Записи из источника данных
┄┄┄┄┄┄

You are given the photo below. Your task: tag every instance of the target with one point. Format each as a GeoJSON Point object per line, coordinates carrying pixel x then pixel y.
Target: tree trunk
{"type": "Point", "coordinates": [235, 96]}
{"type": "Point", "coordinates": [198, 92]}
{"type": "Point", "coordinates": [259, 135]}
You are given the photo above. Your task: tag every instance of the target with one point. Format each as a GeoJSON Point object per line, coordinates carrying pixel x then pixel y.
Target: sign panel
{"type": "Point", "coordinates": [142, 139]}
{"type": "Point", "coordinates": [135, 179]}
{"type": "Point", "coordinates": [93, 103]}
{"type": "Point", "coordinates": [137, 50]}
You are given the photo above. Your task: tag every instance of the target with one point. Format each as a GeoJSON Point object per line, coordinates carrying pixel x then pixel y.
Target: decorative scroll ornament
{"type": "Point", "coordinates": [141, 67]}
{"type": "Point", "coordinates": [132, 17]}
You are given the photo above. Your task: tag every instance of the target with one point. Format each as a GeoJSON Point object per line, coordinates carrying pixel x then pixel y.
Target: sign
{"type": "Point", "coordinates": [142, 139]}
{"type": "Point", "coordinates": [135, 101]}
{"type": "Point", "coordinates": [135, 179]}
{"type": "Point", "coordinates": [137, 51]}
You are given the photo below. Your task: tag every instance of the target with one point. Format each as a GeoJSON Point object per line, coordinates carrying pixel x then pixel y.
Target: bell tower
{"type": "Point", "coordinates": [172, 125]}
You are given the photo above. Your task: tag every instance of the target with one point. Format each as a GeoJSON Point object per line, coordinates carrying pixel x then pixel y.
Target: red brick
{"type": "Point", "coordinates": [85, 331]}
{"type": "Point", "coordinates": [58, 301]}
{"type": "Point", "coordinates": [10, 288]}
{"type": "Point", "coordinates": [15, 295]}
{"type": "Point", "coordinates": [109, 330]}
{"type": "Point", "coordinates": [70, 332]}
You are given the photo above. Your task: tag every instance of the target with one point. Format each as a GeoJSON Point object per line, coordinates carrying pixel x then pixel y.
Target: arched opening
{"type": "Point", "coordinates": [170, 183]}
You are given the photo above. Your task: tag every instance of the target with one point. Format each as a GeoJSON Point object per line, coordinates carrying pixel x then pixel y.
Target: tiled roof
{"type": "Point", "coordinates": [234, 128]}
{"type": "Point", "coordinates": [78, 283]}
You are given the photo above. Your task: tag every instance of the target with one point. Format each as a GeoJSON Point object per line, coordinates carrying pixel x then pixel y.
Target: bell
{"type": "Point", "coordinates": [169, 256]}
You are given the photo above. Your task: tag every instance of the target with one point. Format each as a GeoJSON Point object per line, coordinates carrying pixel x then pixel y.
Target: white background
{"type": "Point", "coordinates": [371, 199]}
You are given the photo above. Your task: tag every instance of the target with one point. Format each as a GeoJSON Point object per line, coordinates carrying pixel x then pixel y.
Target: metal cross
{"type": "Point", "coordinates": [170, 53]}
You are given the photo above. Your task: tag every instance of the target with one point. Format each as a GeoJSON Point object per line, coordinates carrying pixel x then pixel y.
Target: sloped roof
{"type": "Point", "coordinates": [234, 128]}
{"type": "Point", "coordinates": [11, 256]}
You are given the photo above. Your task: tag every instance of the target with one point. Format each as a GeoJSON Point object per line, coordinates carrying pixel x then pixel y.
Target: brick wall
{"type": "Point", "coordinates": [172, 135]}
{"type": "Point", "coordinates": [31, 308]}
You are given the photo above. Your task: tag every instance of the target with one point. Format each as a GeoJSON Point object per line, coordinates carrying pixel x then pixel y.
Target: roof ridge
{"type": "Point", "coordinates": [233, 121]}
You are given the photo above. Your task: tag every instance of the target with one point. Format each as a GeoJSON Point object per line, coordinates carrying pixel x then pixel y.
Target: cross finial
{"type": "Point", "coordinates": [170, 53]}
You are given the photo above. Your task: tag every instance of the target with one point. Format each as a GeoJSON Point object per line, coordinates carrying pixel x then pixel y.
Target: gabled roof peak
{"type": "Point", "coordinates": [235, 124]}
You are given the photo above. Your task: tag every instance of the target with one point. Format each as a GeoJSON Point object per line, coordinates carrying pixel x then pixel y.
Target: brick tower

┄┄┄┄┄┄

- Что требуется: Соберите из материала выше все строки, в которых встречается слово «roof», и приведите их без изменений.

- Результат:
Target: tiled roof
Target: sloped roof
Target: roof ridge
Target: gabled roof peak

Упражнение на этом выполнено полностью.